Consignes:
**A.** Répondez aux trois questions suivantes à partir du texte sur l'histoire des mairies, en reprenant les repères (i), (ii), (iii) dans la réponse :
(i) Combien de communes la Révolution de 1789 a-t-elle mises en place ?
(ii) Quelle loi a obligé toutes les communes à se doter d'une mairie ?
(iii) En quelle année Trouville a-t-elle construit sa première mairie ?
**B.** Reprenez le texte sur l'histoire des mairies à la suite de sa dernière phrase et poursuivez-le.

Texte de lecture:
Au premier étage, va se dérouler la 5ème rencontre patrimoniale organisée par l’AMT : habillés aux couleurs de la France, Sylvie, Karl, Françoise et moi-même accueillons le public.

Un peu d’histoire….

La Révolution de 1789 en France réorganisa la structure administrative de l’Ancien Régime en mettant en place 44000 communes : à la tête de chacune, un Maire qui devient alors un acteur politique essentiel. Ainsi, suite à la loi du 20 septembre 1792, les registres de l’Etat Civil, auparavant détenus par le prêtre, lui seront-ils transférés.

Mais si les communes avaient un maire aidé de conseillers municipaux, elles n’avaient pas forcément de mairie : il fallut en effet attendre la loi du 5 avril 1884 pour obliger toutes les communes à se doter d’une Mairie.

Trouville construira sa première mairie en 1860.

Segment de données:
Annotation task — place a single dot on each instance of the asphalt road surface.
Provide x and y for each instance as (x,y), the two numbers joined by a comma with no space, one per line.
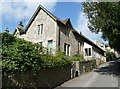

Réponses:
**A.**
(i) 44000 communes.
(ii) La loi du 5 avril 1884.
(iii) En 1860.

**B.**
A cette époque, notre cité balnéaire est couronnée « Reine des plages » (n’oublions pas que Deauville est encore un songe enfoui sous les marais) : en 1856 la population locale (qui avait plus que doublé après l’annexion d’Hennequeville en 1847) s’élève à 4163 habitants et la cité accueille près de 6000 estivants. Un tel essor, en quelques décennies, imposait la construction d’une Mairie.

Après trois projets refusés en 1850 et 1851, le baron Clary (maire de Trouville de 1855 à 1865) et son conseil municipal votent en 1858 celui de l’architecte Adolphe Azémar qui propose la construction d’une mairie et d’un hangar sur la place de la Cahotte.

Edifiée dès l’hiver 1859, cette Mairie ne sera achevée qu’en 1862, alors que sur un méandre de la Touques, la gare de « Trouville-Deauville » sort elle aussi de terre.

Cette première mairie trouvillaise est donc érigée sur la place de la Cahotte, désormais baptisée place de l’Hôtel de ville. Elle fait face au premier palace trouvillais, construit dès 1842, le Grand Hôtel Bellevue.

« Telle une construction bourgeoise édifiée sous Louis XIII ou dans les premières années de Louis XIV » selon Henri Lecourt, elle est construite en briques rouges et s’élève, gracieuse et élégante. Sur la place, à sa droite, de la rue Carnot à la grève, se profile une enfilade d’hôtels touristiques dont le plus ancien est l’Hôtel de la Plage (1841).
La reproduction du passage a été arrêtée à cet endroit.